PROBLEMS TO SOLVE:
- A) In the forum thread about CIL Smart Paint for ceilings, translate this sentence into Spanish: "I have not spoken to, or read about, anyone who would use it again or recommend it."
- B) Extend the forum thread about CIL Smart Paint for ceilings, picking up right after its last sentence.

# Anybody use CIL Smart Paint for ceilings?



## mact60 (May 12, 2008)

I haven't had the chance, saw it on TV. Goes on pink so you can make sure of coverage and dries bright white.


----------



## slickshift (Jun 14, 2005)

*DIY gimmick*

To answer your question directly, no I haven't used it, or the others like it
And most pro painters I know truly have no need of something like that

However, I would be remiss in not mentioning:
The few painters (thinking to maybe increase speed with the gimmick) and DIYers I have spoken to, who have tried those type of products, say the paint itself suffers to allow the gimmick to work
The final results (actual finished paint job) seem to be from mediocre to horrid
Threads on this and other boards, pro and DIY, seem to bear this out
You might find 1 DIYer out of 20 that was satisfied with the results, but keep in mind most DIYers pride in doing it themselves keeps that quality gauge on the "generous" side

I have not spoken to, or read about, anyone who would use it again or recommend it


----------



## slickshift (Jun 14, 2005)

mact60 said:


> ...saw it on TV.




...yeah

Just...don't...go...there....


----------



## CaptainAmerica (Jul 10, 2008)

I CAN NOT STAND DIY stuff or any of these BS home and garden shows, with this BS "flipping" crap (just hate the term), but I'll be damned if I wouldn't LOVE a product like this. Some ceilings are worse than others, but I occasionly run across one that drives me up the wall for lack of finding where I need to be. I can look down at my pan, and be completely lost looking back up, with bad lighting.

RECORD LIST:
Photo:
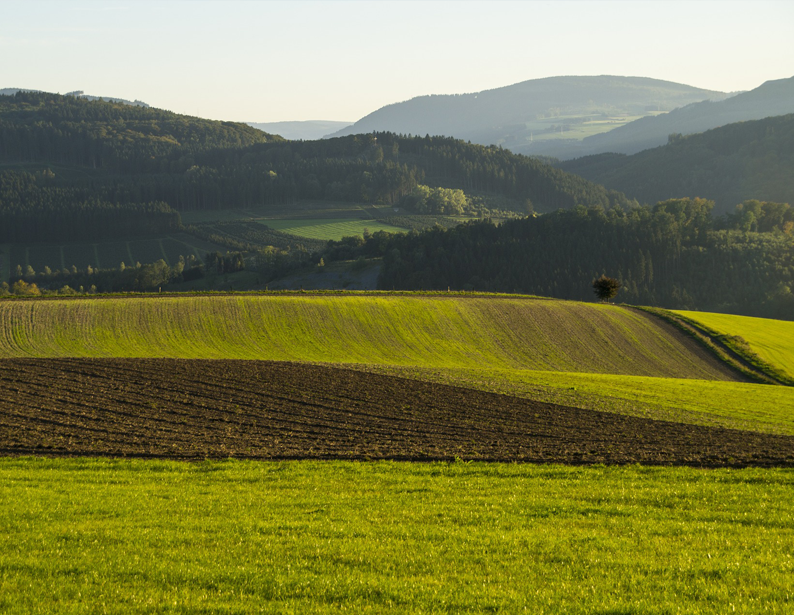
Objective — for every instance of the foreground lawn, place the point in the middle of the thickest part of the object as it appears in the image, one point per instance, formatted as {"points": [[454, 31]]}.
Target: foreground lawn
{"points": [[88, 536]]}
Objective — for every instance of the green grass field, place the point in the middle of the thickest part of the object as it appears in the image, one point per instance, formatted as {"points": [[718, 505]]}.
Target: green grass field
{"points": [[585, 355], [417, 331], [772, 340], [91, 536], [107, 255], [321, 228]]}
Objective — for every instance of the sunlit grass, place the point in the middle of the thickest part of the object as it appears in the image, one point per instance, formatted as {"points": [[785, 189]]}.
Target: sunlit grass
{"points": [[335, 229], [772, 340], [82, 536]]}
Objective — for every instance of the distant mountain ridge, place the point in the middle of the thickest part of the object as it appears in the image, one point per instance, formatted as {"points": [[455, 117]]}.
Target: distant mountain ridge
{"points": [[78, 94], [729, 164], [503, 116], [769, 99], [309, 130]]}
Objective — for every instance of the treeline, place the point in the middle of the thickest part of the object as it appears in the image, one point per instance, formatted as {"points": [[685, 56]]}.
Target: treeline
{"points": [[673, 254], [121, 155], [136, 277], [728, 165], [32, 209], [42, 127], [148, 277]]}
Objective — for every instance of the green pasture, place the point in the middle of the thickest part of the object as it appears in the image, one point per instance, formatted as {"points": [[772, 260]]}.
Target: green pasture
{"points": [[321, 228], [100, 536], [107, 254], [302, 210], [577, 129], [593, 356], [772, 340]]}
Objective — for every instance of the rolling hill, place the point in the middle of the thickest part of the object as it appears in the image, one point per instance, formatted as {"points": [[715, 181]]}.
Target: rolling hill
{"points": [[589, 356], [309, 130], [771, 341], [413, 331], [521, 116], [769, 99], [730, 164]]}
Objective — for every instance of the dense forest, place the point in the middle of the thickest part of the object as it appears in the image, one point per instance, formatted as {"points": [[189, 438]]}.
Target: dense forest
{"points": [[33, 209], [771, 98], [674, 254], [746, 160], [92, 154]]}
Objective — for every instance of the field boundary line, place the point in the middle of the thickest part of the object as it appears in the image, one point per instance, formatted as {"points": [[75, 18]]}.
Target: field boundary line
{"points": [[742, 360]]}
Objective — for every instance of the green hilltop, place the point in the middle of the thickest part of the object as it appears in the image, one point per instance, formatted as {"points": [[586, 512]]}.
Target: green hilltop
{"points": [[584, 355]]}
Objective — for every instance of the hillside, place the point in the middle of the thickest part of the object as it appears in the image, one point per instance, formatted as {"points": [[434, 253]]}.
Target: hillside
{"points": [[111, 136], [668, 255], [416, 331], [769, 99], [610, 359], [522, 115], [730, 164], [70, 167], [771, 340]]}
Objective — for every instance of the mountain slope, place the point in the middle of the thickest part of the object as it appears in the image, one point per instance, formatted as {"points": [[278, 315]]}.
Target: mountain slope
{"points": [[501, 116], [769, 99], [730, 164]]}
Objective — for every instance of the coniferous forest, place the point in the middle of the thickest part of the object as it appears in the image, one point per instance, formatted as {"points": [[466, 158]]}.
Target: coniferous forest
{"points": [[82, 169]]}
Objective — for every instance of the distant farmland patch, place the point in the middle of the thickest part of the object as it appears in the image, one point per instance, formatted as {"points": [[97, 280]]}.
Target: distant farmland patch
{"points": [[325, 229], [108, 255]]}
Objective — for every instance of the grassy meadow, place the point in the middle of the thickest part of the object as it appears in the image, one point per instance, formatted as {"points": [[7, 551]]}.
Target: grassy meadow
{"points": [[324, 228], [771, 340], [583, 355], [109, 254], [88, 536], [417, 331]]}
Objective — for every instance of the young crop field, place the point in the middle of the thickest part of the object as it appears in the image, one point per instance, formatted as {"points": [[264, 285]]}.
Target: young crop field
{"points": [[325, 229], [588, 356], [107, 254], [771, 340], [407, 330], [88, 536]]}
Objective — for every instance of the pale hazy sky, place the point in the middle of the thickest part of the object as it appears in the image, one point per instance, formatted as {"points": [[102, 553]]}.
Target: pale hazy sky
{"points": [[263, 61]]}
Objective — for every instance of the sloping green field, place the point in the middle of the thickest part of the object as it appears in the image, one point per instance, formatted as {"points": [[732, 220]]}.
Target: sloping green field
{"points": [[416, 331], [772, 340], [594, 356]]}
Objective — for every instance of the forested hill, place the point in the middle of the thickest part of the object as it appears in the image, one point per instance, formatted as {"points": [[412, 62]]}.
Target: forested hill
{"points": [[769, 99], [486, 117], [100, 158], [746, 160], [75, 131], [673, 254]]}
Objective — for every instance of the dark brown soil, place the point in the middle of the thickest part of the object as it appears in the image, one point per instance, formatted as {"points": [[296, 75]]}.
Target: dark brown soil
{"points": [[195, 409]]}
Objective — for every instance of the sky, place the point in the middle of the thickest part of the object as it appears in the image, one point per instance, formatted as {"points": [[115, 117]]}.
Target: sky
{"points": [[267, 61]]}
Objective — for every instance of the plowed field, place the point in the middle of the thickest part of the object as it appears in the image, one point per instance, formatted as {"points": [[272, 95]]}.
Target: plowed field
{"points": [[180, 409]]}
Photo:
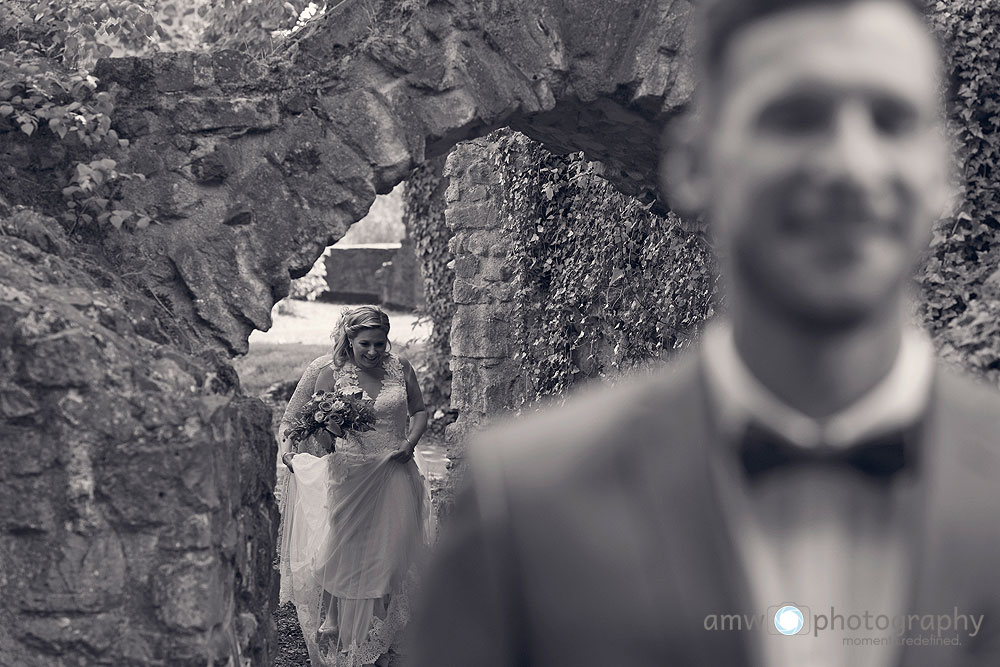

FINAL RESULTS:
- A) No he hablado con nadie, ni he leído sobre nadie, que volviera a usarla o que la recomendara.

- B)
Never heard of this one. .. good idea though.


----------



## CLC (Jul 22, 2008)

*stinks*

I've got a buddy who uses it in his house, said that it worked o.k. Made his house smell something awful for a couple of weeks.


----------



## mact60 (May 12, 2008)

*"Saw it on TV"*

Hey slick just because I saw it on TV doesn't mean it doesn't work. That was the whole point in asking the question. If you have never missed a spot on a ceiling that just means you don't paint many ceilings. I saw a Little Giant ladder and Azek on TV for the first time too and they seem to have a decent following, including me. I realize a lot of do it yourself type tools aren't needed by professionals. I was simply trying to find out if this product was worth a try or a waste of time and money because I don't want to waste either. Apparently it's not so thanks for the info.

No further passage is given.